### [Text extract]
[START]
An investment firm controlled by the Microsoft co-founder and philanthropist has bought nearly 25,000 acres about 45 miles west of Phoenix to build a smart city, a community built from the ground up with the idea of integrating technology into its residents' lives. The proposed community, known as Belmont, would serve as a "template" for development of sustainable cities capitalizing on cutting-edge infrastructure, the investment firm Belmont Partners said.

"Belmont will create a forward-thinking community with a communication and infrastructure spine that embraces cutting-edge technology, designed around high-speed digital networks, data centers, new manufacturing technologies and distribution models, autonomous vehicles and autonomous logistics hubs," the firm said in a statement Wednesday.

The investment comes amid growing interest in smart cities, communities that use technology to keep streets clean by alerting the sanitation department when public garbage bins are full, for example. Communities that allow residents to unlock their office door and turn on their computer before even arriving at work. Places where residents can use their phones to reserve and get directions to a parking space.

Belmont Partners has spent $80 million on the plot of land for the proposed community, which would be comparable in size and population to nearby Tempe -- 40 square miles and about 160,000 people, the firm said in a statement.

Belmont will be composed of 80,000 residential units, with more than 3,800 acres for office, commercial and retail space, 3,400 acres of open space and 470 acres for public schools, the firm said.
[END]
### [Available data]
[START]
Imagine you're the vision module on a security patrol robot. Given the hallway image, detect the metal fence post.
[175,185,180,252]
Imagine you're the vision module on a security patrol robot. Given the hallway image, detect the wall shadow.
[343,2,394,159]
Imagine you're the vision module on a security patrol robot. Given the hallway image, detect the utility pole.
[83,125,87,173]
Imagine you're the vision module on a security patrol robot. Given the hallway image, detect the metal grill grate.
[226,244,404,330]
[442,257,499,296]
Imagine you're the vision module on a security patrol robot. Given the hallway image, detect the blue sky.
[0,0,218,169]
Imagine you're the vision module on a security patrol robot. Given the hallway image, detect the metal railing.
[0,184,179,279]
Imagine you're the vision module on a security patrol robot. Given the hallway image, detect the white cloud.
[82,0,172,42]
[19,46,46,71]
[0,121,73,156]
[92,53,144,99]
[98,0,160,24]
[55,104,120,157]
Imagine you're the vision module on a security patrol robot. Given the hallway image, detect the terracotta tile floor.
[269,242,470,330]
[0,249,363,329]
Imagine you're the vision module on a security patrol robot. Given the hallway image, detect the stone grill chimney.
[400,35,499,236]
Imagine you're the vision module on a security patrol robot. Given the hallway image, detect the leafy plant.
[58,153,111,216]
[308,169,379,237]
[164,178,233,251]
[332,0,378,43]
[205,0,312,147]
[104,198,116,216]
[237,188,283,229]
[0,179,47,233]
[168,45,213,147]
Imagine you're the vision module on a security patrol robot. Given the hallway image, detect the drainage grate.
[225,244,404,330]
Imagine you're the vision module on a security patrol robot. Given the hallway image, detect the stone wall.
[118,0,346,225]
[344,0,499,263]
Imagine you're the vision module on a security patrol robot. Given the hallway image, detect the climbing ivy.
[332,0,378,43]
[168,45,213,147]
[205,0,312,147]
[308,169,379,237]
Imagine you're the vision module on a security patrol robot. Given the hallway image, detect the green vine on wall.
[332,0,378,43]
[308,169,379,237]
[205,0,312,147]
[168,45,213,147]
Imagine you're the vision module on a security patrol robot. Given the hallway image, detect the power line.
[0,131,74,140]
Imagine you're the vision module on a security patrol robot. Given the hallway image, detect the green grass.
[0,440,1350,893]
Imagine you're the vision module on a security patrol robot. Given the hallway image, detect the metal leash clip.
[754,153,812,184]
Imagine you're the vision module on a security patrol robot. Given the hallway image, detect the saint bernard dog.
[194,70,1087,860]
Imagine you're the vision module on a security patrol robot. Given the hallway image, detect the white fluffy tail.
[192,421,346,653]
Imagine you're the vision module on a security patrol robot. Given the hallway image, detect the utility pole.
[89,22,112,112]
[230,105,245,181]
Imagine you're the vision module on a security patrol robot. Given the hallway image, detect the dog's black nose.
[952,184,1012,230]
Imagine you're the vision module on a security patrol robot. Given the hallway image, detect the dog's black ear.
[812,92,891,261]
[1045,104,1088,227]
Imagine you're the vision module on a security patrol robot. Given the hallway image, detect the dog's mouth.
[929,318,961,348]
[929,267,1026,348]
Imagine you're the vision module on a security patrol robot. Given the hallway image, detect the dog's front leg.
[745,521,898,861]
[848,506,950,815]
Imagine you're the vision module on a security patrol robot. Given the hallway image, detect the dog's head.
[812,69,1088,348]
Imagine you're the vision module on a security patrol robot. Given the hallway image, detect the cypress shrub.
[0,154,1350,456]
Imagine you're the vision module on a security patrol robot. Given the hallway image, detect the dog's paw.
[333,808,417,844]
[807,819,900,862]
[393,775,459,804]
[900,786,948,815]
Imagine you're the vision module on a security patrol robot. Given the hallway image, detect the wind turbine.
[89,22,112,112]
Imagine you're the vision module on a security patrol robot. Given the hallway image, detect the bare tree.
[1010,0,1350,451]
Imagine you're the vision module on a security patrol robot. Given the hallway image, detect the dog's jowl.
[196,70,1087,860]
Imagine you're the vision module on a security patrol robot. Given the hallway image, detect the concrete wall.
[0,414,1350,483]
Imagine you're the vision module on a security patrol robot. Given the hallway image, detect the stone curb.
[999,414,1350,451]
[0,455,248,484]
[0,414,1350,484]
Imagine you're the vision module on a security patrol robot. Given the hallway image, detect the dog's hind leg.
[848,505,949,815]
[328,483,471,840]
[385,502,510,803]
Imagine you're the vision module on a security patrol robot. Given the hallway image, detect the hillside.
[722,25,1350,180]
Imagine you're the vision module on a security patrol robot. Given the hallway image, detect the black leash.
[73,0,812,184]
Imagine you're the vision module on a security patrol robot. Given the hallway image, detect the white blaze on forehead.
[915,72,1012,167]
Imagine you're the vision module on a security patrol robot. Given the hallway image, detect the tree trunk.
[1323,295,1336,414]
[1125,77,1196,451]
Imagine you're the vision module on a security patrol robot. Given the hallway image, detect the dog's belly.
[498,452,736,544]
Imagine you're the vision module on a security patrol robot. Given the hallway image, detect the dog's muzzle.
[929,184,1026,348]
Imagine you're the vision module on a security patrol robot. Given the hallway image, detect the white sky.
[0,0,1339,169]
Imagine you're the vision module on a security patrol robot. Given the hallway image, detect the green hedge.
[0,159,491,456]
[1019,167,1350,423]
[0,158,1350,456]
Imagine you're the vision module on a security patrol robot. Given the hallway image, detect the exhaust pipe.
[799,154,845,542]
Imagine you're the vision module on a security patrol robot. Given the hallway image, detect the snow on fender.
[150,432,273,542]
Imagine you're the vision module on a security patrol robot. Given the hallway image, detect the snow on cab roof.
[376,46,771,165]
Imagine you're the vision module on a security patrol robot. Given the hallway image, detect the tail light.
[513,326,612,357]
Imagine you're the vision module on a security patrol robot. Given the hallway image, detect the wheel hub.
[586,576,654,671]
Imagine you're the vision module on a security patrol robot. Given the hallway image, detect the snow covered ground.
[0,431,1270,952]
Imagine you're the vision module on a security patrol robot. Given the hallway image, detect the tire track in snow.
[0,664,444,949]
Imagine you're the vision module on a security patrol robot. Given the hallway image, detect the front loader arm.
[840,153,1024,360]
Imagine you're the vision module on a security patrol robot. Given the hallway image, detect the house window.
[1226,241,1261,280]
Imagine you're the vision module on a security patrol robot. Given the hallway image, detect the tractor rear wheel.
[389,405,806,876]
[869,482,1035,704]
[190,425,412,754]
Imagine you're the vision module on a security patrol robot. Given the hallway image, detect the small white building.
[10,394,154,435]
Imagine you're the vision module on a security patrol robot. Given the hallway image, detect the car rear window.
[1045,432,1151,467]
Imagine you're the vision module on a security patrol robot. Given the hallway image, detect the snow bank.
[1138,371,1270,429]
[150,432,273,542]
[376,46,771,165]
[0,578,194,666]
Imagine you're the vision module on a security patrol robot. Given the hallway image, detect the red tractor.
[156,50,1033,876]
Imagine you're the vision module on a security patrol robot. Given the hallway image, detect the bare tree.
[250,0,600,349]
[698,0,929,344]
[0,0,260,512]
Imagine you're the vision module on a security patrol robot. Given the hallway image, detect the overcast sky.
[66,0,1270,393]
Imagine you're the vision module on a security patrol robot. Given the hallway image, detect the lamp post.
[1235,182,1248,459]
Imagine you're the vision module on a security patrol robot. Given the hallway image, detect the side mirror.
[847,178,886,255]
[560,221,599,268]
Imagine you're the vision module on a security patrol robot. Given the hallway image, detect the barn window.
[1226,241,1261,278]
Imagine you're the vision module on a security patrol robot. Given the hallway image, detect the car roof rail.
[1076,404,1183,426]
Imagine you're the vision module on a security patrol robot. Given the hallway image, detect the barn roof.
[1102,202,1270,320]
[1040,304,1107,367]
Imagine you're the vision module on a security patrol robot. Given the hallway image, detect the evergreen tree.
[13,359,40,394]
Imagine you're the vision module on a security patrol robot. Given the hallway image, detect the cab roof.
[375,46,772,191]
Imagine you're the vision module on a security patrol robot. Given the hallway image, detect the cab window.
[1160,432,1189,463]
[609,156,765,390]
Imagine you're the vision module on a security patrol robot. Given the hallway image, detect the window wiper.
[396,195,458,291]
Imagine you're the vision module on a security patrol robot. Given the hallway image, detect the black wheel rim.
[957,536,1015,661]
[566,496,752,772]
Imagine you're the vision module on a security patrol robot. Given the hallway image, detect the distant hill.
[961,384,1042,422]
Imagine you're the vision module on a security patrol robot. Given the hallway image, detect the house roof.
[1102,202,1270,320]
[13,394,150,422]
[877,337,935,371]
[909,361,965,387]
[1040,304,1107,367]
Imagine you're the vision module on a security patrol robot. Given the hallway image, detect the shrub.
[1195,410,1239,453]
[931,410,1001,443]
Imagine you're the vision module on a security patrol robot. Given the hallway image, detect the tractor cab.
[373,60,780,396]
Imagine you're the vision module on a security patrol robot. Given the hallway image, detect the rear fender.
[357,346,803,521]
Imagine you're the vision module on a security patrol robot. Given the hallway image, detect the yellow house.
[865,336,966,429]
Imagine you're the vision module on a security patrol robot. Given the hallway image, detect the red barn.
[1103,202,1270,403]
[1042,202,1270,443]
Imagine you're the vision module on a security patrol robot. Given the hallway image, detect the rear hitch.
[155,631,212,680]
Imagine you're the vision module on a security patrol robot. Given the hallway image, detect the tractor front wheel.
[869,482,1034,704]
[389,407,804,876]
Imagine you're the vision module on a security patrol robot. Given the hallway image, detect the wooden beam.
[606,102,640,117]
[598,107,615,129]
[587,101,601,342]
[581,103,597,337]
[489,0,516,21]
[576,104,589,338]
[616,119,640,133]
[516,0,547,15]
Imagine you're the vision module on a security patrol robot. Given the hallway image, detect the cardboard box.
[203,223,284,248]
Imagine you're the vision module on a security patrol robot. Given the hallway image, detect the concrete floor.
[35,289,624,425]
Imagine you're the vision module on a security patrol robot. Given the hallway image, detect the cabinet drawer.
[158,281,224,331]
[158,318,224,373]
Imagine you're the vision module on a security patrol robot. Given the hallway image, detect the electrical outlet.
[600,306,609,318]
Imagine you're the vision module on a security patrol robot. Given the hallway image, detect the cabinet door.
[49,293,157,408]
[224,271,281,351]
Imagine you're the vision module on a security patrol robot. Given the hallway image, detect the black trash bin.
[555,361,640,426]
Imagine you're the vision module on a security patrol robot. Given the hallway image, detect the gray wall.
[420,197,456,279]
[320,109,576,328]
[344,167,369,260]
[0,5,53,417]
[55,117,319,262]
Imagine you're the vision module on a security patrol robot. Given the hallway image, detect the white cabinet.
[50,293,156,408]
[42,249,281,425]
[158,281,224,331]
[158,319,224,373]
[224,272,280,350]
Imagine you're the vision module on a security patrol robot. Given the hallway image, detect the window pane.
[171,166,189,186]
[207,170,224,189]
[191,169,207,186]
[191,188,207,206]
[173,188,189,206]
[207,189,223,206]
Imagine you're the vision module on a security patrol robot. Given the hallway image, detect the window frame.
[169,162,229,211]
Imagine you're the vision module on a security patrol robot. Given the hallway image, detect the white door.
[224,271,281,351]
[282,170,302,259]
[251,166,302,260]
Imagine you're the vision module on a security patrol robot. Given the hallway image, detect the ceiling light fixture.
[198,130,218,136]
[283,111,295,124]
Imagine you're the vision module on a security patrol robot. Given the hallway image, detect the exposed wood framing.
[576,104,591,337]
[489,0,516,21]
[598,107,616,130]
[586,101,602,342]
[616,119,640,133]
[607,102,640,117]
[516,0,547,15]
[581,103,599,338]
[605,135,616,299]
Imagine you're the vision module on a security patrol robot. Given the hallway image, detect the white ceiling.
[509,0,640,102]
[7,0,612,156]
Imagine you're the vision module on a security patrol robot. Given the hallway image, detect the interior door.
[END]
### [What this exercise asks]
a) Can you reproduce the article about the Belmont smart city word for word, in full?
b) Would you lay out the records from the line containing "the barn roof." through the line containing "[373,60,780,396]" as a two-column CSV with the columns request and boxes? Give one row per request, put each field in quotes, and replace any line breaks inside a field with spaces.

### [Solutions per task]
a)
An investment firm controlled by the Microsoft co-founder and philanthropist has bought nearly 25,000 acres about 45 miles west of Phoenix to build a smart city, a community built from the ground up with the idea of integrating technology into its residents' lives. The proposed community, known as Belmont, would serve as a "template" for development of sustainable cities capitalizing on cutting-edge infrastructure, the investment firm Belmont Partners said.

"Belmont will create a forward-thinking community with a communication and infrastructure spine that embraces cutting-edge technology, designed around high-speed digital networks, data centers, new manufacturing technologies and distribution models, autonomous vehicles and autonomous logistics hubs," the firm said in a statement Wednesday.

The investment comes amid growing interest in smart cities, communities that use technology to keep streets clean by alerting the sanitation department when public garbage bins are full, for example. Communities that allow residents to unlock their office door and turn on their computer before even arriving at work. Places where residents can use their phones to reserve and get directions to a parking space.

Belmont Partners has spent $80 million on the plot of land for the proposed community, which would be comparable in size and population to nearby Tempe -- 40 square miles and about 160,000 people, the firm said in a statement.

Belmont will be composed of 80,000 residential units, with more than 3,800 acres for office, commercial and retail space, 3,400 acres of open space and 470 acres for public schools, the firm said.

b)
request,boxes
"Imagine you're the vision module on a security patrol robot. Given the hallway image, detect the barn roof.","[1102,202,1270,320] [1040,304,1107,367]"
"Imagine you're the vision module on a security patrol robot. Given the hallway image, detect the evergreen tree.","[13,359,40,394]"
"Imagine you're the vision module on a security patrol robot. Given the hallway image, detect the cab roof.","[375,46,772,191]"
"Imagine you're the vision module on a security patrol robot. Given the hallway image, detect the cab window.","[1160,432,1189,463] [609,156,765,390]"
"Imagine you're the vision module on a security patrol robot. Given the hallway image, detect the window wiper.","[396,195,458,291]"
"Imagine you're the vision module on a security patrol robot. Given the hallway image, detect the black wheel rim.","[957,536,1015,661] [566,496,752,772]"
"Imagine you're the vision module on a security patrol robot. Given the hallway image, detect the distant hill.","[961,384,1042,422]"
"Imagine you're the vision module on a security patrol robot. Given the hallway image, detect the house roof.","[1102,202,1270,320] [13,394,150,422] [877,337,935,371] [909,361,965,387] [1040,304,1107,367]"
"Imagine you're the vision module on a security patrol robot. Given the hallway image, detect the shrub.","[1195,410,1239,453] [931,410,1001,443]"
"Imagine you're the vision module on a security patrol robot. Given the hallway image, detect the tractor cab.","[373,60,780,396]"